-- begin --

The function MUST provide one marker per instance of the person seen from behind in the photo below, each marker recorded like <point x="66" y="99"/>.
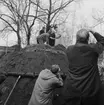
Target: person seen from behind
<point x="83" y="68"/>
<point x="47" y="81"/>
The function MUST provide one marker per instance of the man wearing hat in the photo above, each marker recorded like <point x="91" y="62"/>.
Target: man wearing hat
<point x="45" y="84"/>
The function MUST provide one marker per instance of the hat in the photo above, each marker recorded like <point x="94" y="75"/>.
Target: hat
<point x="55" y="68"/>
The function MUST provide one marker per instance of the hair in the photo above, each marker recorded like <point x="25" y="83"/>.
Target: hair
<point x="82" y="36"/>
<point x="55" y="69"/>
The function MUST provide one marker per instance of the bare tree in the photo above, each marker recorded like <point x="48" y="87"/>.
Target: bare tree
<point x="52" y="11"/>
<point x="11" y="19"/>
<point x="19" y="17"/>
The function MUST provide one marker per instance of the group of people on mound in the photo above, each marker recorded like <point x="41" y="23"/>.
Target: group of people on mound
<point x="49" y="36"/>
<point x="82" y="83"/>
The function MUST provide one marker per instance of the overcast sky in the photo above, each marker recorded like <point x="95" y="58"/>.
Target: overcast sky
<point x="84" y="12"/>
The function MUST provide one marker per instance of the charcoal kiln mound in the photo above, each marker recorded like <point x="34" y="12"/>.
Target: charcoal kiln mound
<point x="31" y="59"/>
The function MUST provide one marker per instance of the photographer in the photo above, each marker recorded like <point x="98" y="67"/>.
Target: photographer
<point x="47" y="81"/>
<point x="83" y="67"/>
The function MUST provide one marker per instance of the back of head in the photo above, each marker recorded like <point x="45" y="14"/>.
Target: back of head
<point x="82" y="36"/>
<point x="55" y="69"/>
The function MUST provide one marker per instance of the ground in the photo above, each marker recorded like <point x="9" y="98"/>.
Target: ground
<point x="31" y="59"/>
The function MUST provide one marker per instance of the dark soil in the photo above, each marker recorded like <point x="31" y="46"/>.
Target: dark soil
<point x="30" y="59"/>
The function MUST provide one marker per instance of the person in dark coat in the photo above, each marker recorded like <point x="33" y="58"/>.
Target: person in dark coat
<point x="46" y="83"/>
<point x="53" y="36"/>
<point x="83" y="70"/>
<point x="42" y="31"/>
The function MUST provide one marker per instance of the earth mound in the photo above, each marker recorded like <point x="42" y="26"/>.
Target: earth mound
<point x="31" y="59"/>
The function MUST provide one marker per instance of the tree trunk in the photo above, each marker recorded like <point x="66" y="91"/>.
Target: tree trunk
<point x="28" y="37"/>
<point x="19" y="40"/>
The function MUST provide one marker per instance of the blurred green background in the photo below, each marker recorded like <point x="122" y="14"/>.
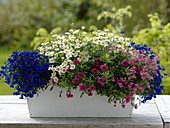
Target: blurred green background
<point x="24" y="24"/>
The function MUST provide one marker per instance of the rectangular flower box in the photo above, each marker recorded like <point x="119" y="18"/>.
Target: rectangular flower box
<point x="49" y="104"/>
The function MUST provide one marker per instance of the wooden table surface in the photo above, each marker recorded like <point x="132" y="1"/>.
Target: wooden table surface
<point x="153" y="114"/>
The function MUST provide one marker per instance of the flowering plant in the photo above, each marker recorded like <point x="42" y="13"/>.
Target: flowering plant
<point x="98" y="62"/>
<point x="26" y="72"/>
<point x="104" y="63"/>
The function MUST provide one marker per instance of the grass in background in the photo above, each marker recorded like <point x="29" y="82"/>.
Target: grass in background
<point x="4" y="88"/>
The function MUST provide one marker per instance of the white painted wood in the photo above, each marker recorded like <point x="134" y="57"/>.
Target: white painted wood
<point x="163" y="105"/>
<point x="10" y="99"/>
<point x="17" y="115"/>
<point x="49" y="104"/>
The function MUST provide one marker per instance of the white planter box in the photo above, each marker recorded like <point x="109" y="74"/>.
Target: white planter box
<point x="49" y="104"/>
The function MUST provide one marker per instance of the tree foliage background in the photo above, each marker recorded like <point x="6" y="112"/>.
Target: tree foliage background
<point x="24" y="24"/>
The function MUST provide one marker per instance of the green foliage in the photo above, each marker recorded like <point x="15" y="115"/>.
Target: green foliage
<point x="42" y="35"/>
<point x="157" y="36"/>
<point x="20" y="19"/>
<point x="116" y="17"/>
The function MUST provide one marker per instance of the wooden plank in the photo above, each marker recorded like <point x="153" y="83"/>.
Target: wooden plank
<point x="10" y="99"/>
<point x="163" y="105"/>
<point x="16" y="115"/>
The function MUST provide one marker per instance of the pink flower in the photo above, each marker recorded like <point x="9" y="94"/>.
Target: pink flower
<point x="125" y="63"/>
<point x="69" y="70"/>
<point x="103" y="67"/>
<point x="136" y="85"/>
<point x="82" y="87"/>
<point x="129" y="85"/>
<point x="141" y="89"/>
<point x="128" y="73"/>
<point x="75" y="62"/>
<point x="98" y="60"/>
<point x="148" y="86"/>
<point x="123" y="106"/>
<point x="75" y="81"/>
<point x="134" y="77"/>
<point x="101" y="80"/>
<point x="90" y="94"/>
<point x="53" y="82"/>
<point x="127" y="99"/>
<point x="129" y="77"/>
<point x="96" y="64"/>
<point x="102" y="85"/>
<point x="136" y="106"/>
<point x="137" y="70"/>
<point x="120" y="85"/>
<point x="113" y="79"/>
<point x="94" y="70"/>
<point x="92" y="88"/>
<point x="80" y="74"/>
<point x="69" y="95"/>
<point x="143" y="76"/>
<point x="134" y="62"/>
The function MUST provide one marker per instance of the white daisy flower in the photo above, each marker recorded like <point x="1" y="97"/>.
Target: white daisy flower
<point x="55" y="79"/>
<point x="67" y="33"/>
<point x="41" y="52"/>
<point x="52" y="77"/>
<point x="127" y="44"/>
<point x="55" y="35"/>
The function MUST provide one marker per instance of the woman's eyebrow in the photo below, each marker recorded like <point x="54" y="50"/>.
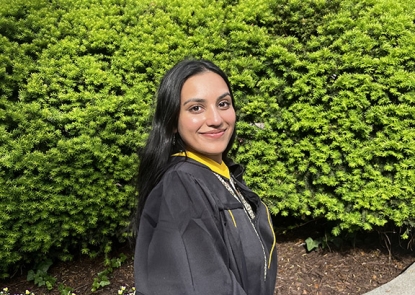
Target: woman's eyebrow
<point x="194" y="100"/>
<point x="201" y="100"/>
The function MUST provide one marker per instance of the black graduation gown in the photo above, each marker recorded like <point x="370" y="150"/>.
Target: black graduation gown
<point x="195" y="238"/>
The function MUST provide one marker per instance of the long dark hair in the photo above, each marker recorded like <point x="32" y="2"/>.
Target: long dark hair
<point x="163" y="141"/>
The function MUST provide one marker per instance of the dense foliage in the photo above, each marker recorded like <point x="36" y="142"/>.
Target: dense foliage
<point x="325" y="91"/>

-- end --

§ Set exercise
Send back the data above word for word, with the pictures left out.

§ Answer to this problem
The function MUST provide one marker per instance of the person seen from behind in the photo below, each marker recorded like <point x="66" y="99"/>.
Target: person seen from behind
<point x="83" y="68"/>
<point x="47" y="81"/>
The function MUST provide one marker per instance of the man wearing hat in the photo above, each marker recorded like <point x="91" y="62"/>.
Target: man wearing hat
<point x="45" y="84"/>
The function MUST provide one marker per instance of the hat in the photo above, each marker recorded like <point x="94" y="75"/>.
Target: hat
<point x="55" y="68"/>
The function MUST provide one marker per instance of the hair in the photo above, each marker recorded like <point x="25" y="83"/>.
Target: hair
<point x="82" y="36"/>
<point x="55" y="69"/>
The function MUST provide one marker per instance of the bare tree in the photo above, each marker recorded like <point x="48" y="87"/>.
Target: bare tree
<point x="52" y="11"/>
<point x="11" y="19"/>
<point x="19" y="17"/>
The function MUST provide one marker per instance of the group of people on mound in the photo above, each marker recorded like <point x="41" y="23"/>.
Target: group of people on mound
<point x="49" y="36"/>
<point x="82" y="83"/>
The function MUST provide one marker per instance of the overcast sky in the photo above, each marker recorded like <point x="95" y="58"/>.
Target: overcast sky
<point x="84" y="12"/>
The function MUST provide one marker per instance of the charcoal kiln mound in the photo above, each marker recorded like <point x="34" y="12"/>.
Target: charcoal kiln mound
<point x="31" y="59"/>
The function MUST provide one marker per instance of the photographer in the photo above, each marker recorded like <point x="98" y="67"/>.
Target: photographer
<point x="47" y="81"/>
<point x="83" y="67"/>
The function MUST provide one marker per instance of the back of head in the photo above, each marker recorded like <point x="45" y="14"/>.
Target: back of head
<point x="82" y="36"/>
<point x="55" y="69"/>
The function MUST provide one marker per instance of the ground in the photo above, each marker recorded like <point x="9" y="98"/>.
Target: ground
<point x="31" y="59"/>
The function MUST provide one marker per instance of the dark soil in the photo above, each marker recorded like <point x="31" y="46"/>.
Target: dark soil
<point x="30" y="59"/>
The function MUST provide one marker per instance of the person in dark coat in the photo above, each marker recorded like <point x="33" y="58"/>.
Target: person in dark coat
<point x="46" y="83"/>
<point x="53" y="36"/>
<point x="83" y="70"/>
<point x="42" y="31"/>
The function MUST provide one marker per instance of the earth mound in the photo above, each marker recorded like <point x="42" y="26"/>.
Target: earth mound
<point x="31" y="59"/>
The function MUST provide one marker per instance of the tree trunk in the photo above, each marker recorded like <point x="66" y="91"/>.
Target: tree trunk
<point x="28" y="37"/>
<point x="19" y="40"/>
The function MUST provide one marker per instance of the blurred green background in the photo below, each marker recorded like <point x="122" y="14"/>.
Target: blurred green background
<point x="24" y="24"/>
The function MUST provide one marker per instance of the rectangular flower box in the photo above, each marker recorded like <point x="119" y="18"/>.
Target: rectangular flower box
<point x="49" y="104"/>
The function MUST provide one marker per instance of the wooden table surface in the photo above, each marker recorded like <point x="132" y="1"/>.
Target: wooden table surface
<point x="153" y="114"/>
The function MUST provide one marker per instance of the flowering plant in the photo above, each marker recorded like <point x="42" y="13"/>.
Target: flowering plant
<point x="98" y="62"/>
<point x="26" y="72"/>
<point x="104" y="63"/>
The function MUST provide one marker per instance of the grass in background in the photo above, each marker recorded like <point x="29" y="82"/>.
Target: grass in background
<point x="4" y="88"/>
The function MUST provide one marker per instance of the white painted wood in the photo above, each marker recorded like <point x="134" y="57"/>.
Target: white painted wood
<point x="163" y="105"/>
<point x="10" y="99"/>
<point x="17" y="115"/>
<point x="49" y="104"/>
The function MUST provide one marker per instance of the white planter box in the photo above, each marker recorded like <point x="109" y="74"/>.
Target: white planter box
<point x="49" y="104"/>
The function MUST provide one marker per instance of the tree foliage background in the photo above, each marker recorded like <point x="6" y="112"/>.
Target: tree foliage background
<point x="24" y="24"/>
The function MUST provide one marker per instance of the green foliage in the photo above, each marker recorded like <point x="15" y="115"/>.
Target: green foliage
<point x="42" y="35"/>
<point x="157" y="36"/>
<point x="20" y="19"/>
<point x="116" y="17"/>
The function MUST provide one marker per instance of the wooden plank in the photo above, each marker recorded like <point x="153" y="83"/>.
Target: wooden plank
<point x="10" y="99"/>
<point x="163" y="105"/>
<point x="16" y="115"/>
The function MUST provide one marker per instance of the pink flower in the photo above, each marker recorded like <point x="9" y="94"/>.
Target: pink flower
<point x="125" y="63"/>
<point x="69" y="70"/>
<point x="103" y="67"/>
<point x="136" y="85"/>
<point x="82" y="87"/>
<point x="129" y="85"/>
<point x="141" y="89"/>
<point x="128" y="73"/>
<point x="75" y="62"/>
<point x="98" y="60"/>
<point x="148" y="86"/>
<point x="123" y="106"/>
<point x="75" y="81"/>
<point x="134" y="77"/>
<point x="101" y="80"/>
<point x="90" y="94"/>
<point x="53" y="82"/>
<point x="127" y="99"/>
<point x="129" y="77"/>
<point x="96" y="64"/>
<point x="102" y="85"/>
<point x="136" y="106"/>
<point x="137" y="70"/>
<point x="120" y="85"/>
<point x="113" y="79"/>
<point x="94" y="70"/>
<point x="92" y="88"/>
<point x="80" y="74"/>
<point x="69" y="95"/>
<point x="143" y="76"/>
<point x="134" y="62"/>
The function MUST provide one marker per instance of the white daisy flower in the photo above, each marker recorded like <point x="1" y="97"/>.
Target: white daisy flower
<point x="55" y="79"/>
<point x="67" y="33"/>
<point x="41" y="52"/>
<point x="52" y="77"/>
<point x="127" y="44"/>
<point x="55" y="35"/>
The function MUST provide one marker per instance of the woman's eyebrow in the photo below, each marker recorded like <point x="54" y="50"/>.
Target: woman's eyebrow
<point x="194" y="100"/>
<point x="201" y="100"/>
The function MUST provide one marker per instance of the black graduation gown in the photo above, each marker recorded like <point x="370" y="150"/>.
Target: black graduation gown
<point x="195" y="238"/>
The function MUST provide one marker per instance of the long dark hair in the photo above, each marker recorded like <point x="32" y="2"/>.
Target: long dark hair
<point x="163" y="141"/>
The function MUST provide one marker per instance of the dense foliage in the photo above, each marker recorded like <point x="36" y="142"/>.
Target: dense foliage
<point x="325" y="91"/>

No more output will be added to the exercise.